___ Entries
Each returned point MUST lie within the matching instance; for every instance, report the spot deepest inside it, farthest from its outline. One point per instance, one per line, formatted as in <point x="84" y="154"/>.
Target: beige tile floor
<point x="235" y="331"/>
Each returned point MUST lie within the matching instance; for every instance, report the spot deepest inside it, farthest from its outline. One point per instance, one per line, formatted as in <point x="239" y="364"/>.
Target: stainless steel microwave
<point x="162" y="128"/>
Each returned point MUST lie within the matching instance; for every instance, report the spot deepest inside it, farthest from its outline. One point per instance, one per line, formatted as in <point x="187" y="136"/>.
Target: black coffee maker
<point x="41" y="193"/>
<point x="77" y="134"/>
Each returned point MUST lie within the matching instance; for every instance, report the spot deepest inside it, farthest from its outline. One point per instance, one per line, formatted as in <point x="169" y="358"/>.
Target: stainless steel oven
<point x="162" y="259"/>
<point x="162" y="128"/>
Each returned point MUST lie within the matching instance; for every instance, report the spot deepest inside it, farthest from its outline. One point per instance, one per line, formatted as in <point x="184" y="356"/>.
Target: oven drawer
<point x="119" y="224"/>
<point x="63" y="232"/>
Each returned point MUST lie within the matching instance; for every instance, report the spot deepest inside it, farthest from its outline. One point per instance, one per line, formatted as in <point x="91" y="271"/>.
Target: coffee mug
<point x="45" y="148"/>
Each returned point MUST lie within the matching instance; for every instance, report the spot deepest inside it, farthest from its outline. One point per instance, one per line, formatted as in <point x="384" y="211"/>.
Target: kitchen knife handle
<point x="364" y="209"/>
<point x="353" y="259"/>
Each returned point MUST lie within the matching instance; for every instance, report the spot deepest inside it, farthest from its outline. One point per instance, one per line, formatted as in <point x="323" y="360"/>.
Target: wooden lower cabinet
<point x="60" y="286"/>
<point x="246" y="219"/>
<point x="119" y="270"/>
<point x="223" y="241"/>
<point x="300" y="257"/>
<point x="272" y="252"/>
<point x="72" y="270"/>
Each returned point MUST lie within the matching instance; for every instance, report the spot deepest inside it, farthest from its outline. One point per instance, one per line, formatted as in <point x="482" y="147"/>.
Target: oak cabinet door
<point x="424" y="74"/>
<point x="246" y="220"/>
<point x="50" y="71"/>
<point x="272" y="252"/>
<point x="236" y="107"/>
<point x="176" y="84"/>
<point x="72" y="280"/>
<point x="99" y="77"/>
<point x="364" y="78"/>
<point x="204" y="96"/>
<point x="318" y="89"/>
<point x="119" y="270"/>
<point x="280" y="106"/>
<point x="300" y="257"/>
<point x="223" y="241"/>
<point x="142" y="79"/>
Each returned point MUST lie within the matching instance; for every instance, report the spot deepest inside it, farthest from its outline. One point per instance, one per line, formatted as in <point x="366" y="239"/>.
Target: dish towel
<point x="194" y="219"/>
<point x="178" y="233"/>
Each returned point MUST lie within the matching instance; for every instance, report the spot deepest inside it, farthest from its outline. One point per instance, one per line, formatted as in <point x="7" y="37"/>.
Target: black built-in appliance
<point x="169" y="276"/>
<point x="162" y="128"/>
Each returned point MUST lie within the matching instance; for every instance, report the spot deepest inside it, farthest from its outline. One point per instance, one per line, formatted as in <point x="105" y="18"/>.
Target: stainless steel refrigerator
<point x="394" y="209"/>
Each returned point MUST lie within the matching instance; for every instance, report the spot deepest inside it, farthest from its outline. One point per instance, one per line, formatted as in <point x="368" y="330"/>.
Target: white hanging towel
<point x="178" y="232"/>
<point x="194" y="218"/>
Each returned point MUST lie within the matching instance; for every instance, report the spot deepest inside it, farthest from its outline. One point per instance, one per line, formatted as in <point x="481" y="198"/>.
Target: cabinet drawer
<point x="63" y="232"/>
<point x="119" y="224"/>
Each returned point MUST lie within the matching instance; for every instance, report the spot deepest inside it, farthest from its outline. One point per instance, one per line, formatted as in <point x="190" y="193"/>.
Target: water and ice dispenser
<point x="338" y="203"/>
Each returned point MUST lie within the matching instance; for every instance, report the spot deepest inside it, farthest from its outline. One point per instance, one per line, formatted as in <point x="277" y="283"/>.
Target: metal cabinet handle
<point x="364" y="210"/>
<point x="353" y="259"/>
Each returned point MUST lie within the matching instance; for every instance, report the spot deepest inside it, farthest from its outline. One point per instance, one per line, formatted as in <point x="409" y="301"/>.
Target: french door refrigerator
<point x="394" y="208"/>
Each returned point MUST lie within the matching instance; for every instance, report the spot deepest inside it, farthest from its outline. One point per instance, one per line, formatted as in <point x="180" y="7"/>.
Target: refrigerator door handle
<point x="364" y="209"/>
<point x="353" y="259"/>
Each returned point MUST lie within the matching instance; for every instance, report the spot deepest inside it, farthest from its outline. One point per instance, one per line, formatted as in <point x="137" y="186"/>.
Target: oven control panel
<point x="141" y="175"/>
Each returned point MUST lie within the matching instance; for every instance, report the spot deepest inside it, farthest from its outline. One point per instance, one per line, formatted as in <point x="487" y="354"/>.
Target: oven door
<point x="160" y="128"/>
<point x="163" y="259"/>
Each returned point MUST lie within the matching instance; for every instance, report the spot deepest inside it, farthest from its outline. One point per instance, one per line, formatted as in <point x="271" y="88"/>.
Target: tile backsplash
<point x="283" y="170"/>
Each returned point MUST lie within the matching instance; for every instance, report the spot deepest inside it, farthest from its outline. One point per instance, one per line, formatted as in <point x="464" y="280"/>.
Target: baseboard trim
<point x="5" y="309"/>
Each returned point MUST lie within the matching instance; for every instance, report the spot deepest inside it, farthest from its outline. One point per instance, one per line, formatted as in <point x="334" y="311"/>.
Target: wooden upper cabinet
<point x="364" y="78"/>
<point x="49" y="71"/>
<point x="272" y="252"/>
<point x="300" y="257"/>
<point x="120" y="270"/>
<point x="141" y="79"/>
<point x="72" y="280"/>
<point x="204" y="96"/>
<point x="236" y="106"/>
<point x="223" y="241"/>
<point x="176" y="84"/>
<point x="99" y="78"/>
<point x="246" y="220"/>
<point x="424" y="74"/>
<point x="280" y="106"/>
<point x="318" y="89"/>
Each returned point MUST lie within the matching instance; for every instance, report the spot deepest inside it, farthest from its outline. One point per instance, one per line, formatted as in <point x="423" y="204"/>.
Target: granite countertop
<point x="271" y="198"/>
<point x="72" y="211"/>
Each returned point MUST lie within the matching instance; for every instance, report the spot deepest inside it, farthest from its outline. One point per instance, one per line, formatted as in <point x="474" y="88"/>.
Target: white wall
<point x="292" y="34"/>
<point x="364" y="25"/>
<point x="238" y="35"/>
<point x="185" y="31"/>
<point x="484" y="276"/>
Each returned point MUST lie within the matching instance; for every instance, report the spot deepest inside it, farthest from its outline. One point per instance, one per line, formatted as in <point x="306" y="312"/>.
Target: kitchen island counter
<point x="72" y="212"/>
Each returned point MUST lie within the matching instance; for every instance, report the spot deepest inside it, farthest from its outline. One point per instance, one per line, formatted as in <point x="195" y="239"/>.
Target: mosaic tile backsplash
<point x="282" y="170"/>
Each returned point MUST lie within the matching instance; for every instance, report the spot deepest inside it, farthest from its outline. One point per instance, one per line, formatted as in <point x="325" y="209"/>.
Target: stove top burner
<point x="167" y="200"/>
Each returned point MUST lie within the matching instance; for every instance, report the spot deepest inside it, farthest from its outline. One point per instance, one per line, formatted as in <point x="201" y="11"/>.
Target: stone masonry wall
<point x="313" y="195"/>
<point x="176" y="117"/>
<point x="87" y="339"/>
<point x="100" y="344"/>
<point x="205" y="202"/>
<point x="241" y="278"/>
______
_Goal of the exercise_
Write down the full listing again, exactly.

_Worked answer_
Each returned point MUST lie within the matching instance; for every instance, report the spot deepest inside it, farthest from its outline. One point per instance, one per line, formatted as in <point x="84" y="154"/>.
Target: beige tile floor
<point x="235" y="331"/>
Each returned point MUST lie within the matching instance; for every instance, report the spot deepest inside it, farthest from its outline. One point per instance, one per line, formatted as in <point x="239" y="364"/>.
Target: stainless steel microwave
<point x="162" y="128"/>
Each returned point MUST lie within the matching instance; for every instance, report the spot deepest inside it, farthest from its outline. One point per instance, one per line, formatted as in <point x="187" y="136"/>.
Target: black coffee maker
<point x="41" y="193"/>
<point x="77" y="134"/>
Each returned point MUST lie within the matching instance; for every instance, report the spot deepest inside it, farthest from its outline. One point per instance, one per line, formatted as in <point x="169" y="358"/>.
Target: stainless steel oven
<point x="162" y="259"/>
<point x="162" y="128"/>
Each returned point MUST lie within the matching instance; for every instance, report the spot deepest inside it, farthest from its outline. One point per instance, one per line, formatted as in <point x="184" y="356"/>.
Target: oven drawer
<point x="119" y="224"/>
<point x="63" y="232"/>
Each returned point MUST lie within the matching instance; for every instance, report the spot deepest inside it, farthest from its outline. One point per instance, one per line, formatted as in <point x="91" y="271"/>.
Target: coffee mug
<point x="45" y="148"/>
Each returned point MUST lie within the matching instance; for every instance, report the spot deepest inside it, farthest from its outline. One point per instance, one per line, formatted as in <point x="384" y="211"/>.
Target: kitchen knife handle
<point x="364" y="209"/>
<point x="353" y="259"/>
Each returned point MUST lie within the matching instance; for every instance, report the spot deepest inside it, farthest from its outline. One point per instance, one per line, formatted as in <point x="323" y="360"/>.
Target: wooden lower cabinet
<point x="60" y="286"/>
<point x="246" y="219"/>
<point x="119" y="270"/>
<point x="223" y="241"/>
<point x="300" y="257"/>
<point x="272" y="252"/>
<point x="72" y="270"/>
Each returned point MUST lie within the matching instance; for every instance, report the spot deepest inside it, farthest from its outline. One point per instance, one per line, formatted as in <point x="482" y="147"/>.
Target: oak cabinet door
<point x="424" y="74"/>
<point x="246" y="220"/>
<point x="50" y="71"/>
<point x="272" y="252"/>
<point x="236" y="107"/>
<point x="176" y="84"/>
<point x="72" y="280"/>
<point x="99" y="77"/>
<point x="364" y="78"/>
<point x="204" y="96"/>
<point x="318" y="89"/>
<point x="119" y="270"/>
<point x="280" y="106"/>
<point x="300" y="257"/>
<point x="223" y="241"/>
<point x="142" y="79"/>
Each returned point MUST lie within the matching instance; for every instance, report the spot deepest inside it, farthest from its outline. One point per instance, one per line, formatted as in <point x="366" y="239"/>.
Target: dish towel
<point x="194" y="219"/>
<point x="178" y="233"/>
Each returned point MUST lie within the matching instance; for every instance, report the spot deepest inside it, farthest from its outline. One point per instance, one per line, formatted as in <point x="7" y="37"/>.
Target: black built-in appliance
<point x="169" y="276"/>
<point x="162" y="128"/>
Each returned point MUST lie within the matching instance; for every instance, report the spot deepest inside it, farthest from its outline. One point per instance, one per line, formatted as in <point x="105" y="18"/>.
Target: stainless steel refrigerator
<point x="394" y="209"/>
Each returned point MUST lie within the matching instance; for every instance, report the spot deepest inside it, farthest from its outline. One point per instance, one per line, formatted as in <point x="368" y="330"/>.
Target: white hanging towel
<point x="178" y="232"/>
<point x="194" y="218"/>
Each returned point MUST lie within the matching instance; for every instance, report the spot deepest inside it, farthest from its outline. One point per instance, one per line, formatted as in <point x="481" y="198"/>.
Target: cabinet drawer
<point x="63" y="232"/>
<point x="119" y="224"/>
Each returned point MUST lie within the matching instance; for every instance, report the spot deepest inside it, farthest from its outline. One point per instance, one per line, formatted as in <point x="190" y="193"/>.
Target: water and ice dispenser
<point x="338" y="203"/>
Each returned point MUST lie within the matching instance; for every instance, report the spot deepest inside it, farthest from its outline. One point per instance, one per line, formatted as in <point x="277" y="283"/>.
Target: metal cabinet handle
<point x="364" y="210"/>
<point x="353" y="259"/>
Each returned point MUST lie within the matching instance; for every instance, report the spot deepest inside it, farthest from its outline. One point per instance, one per line, formatted as in <point x="409" y="301"/>.
Target: french door refrigerator
<point x="394" y="208"/>
Each returned point MUST lie within the matching instance; for every instance, report the spot deepest inside it, farthest from its outline. One point per instance, one per line, formatted as in <point x="180" y="7"/>.
Target: refrigerator door handle
<point x="364" y="209"/>
<point x="353" y="259"/>
Each returned point MUST lie within the matching instance; for every instance, report the spot deepest inside it, farthest from its outline. One point per instance, one per line, formatted as in <point x="137" y="186"/>.
Target: oven control panel
<point x="141" y="175"/>
Each returned point MUST lie within the matching instance; for every instance, report the spot deepest inside it, farthest from its outline. One point per instance, one per line, formatted as in <point x="487" y="354"/>.
Target: oven door
<point x="160" y="128"/>
<point x="163" y="259"/>
Each returned point MUST lie within the matching instance; for every instance, report the spot deepest inside it, farthest from its outline. One point per instance, one per line, formatted as in <point x="271" y="88"/>.
Target: tile backsplash
<point x="283" y="170"/>
Each returned point MUST lie within the matching instance; for every instance, report the spot deepest inside it, farthest from its outline. One point per instance, one per line, formatted as in <point x="464" y="280"/>.
Target: baseboard trim
<point x="5" y="309"/>
Each returned point MUST lie within the matching instance; for every instance, report the spot deepest inside it, farthest from its outline. One point per instance, one per line, formatted as in <point x="334" y="311"/>.
Target: wooden upper cabinet
<point x="364" y="78"/>
<point x="49" y="71"/>
<point x="272" y="252"/>
<point x="300" y="257"/>
<point x="120" y="270"/>
<point x="141" y="79"/>
<point x="72" y="280"/>
<point x="204" y="96"/>
<point x="236" y="106"/>
<point x="223" y="241"/>
<point x="176" y="84"/>
<point x="99" y="78"/>
<point x="246" y="220"/>
<point x="424" y="74"/>
<point x="280" y="106"/>
<point x="318" y="89"/>
Each returned point MUST lie within the matching instance; for every instance, report the spot deepest inside it, farthest from its outline. One point per instance, one per line, formatted as in <point x="423" y="204"/>.
Target: granite countertop
<point x="271" y="198"/>
<point x="72" y="211"/>
Each returned point MUST lie within the matching instance; for every instance, report the spot deepest inside it, farthest from its outline. One point per instance, one per line, formatted as in <point x="474" y="88"/>.
Target: white wall
<point x="292" y="34"/>
<point x="364" y="25"/>
<point x="238" y="35"/>
<point x="185" y="31"/>
<point x="484" y="276"/>
Each returned point MUST lie within the matching instance; for every instance, report the spot deepest inside it, farthest from its outline. One point per instance, one per line, formatted as in <point x="306" y="312"/>.
Target: kitchen island counter
<point x="72" y="212"/>
Each returned point MUST lie within the matching instance; for every instance, report the spot deepest inside it, farthest from its outline. One point per instance, one per line, formatted as in <point x="195" y="239"/>.
Target: mosaic tile backsplash
<point x="282" y="170"/>
Each returned point MUST lie within the matching instance; for every instance, report the spot deepest inside it, farthest from its outline. One point per instance, one per line, formatted as in <point x="325" y="209"/>.
Target: stove top burner
<point x="167" y="200"/>
Each returned point MUST lie within the matching instance; for every instance, report the spot deepest inside it, farthest from its outline. One point per instance, one per line, formatted as in <point x="201" y="11"/>.
Target: stone masonry wall
<point x="313" y="195"/>
<point x="176" y="117"/>
<point x="87" y="339"/>
<point x="100" y="344"/>
<point x="205" y="202"/>
<point x="241" y="278"/>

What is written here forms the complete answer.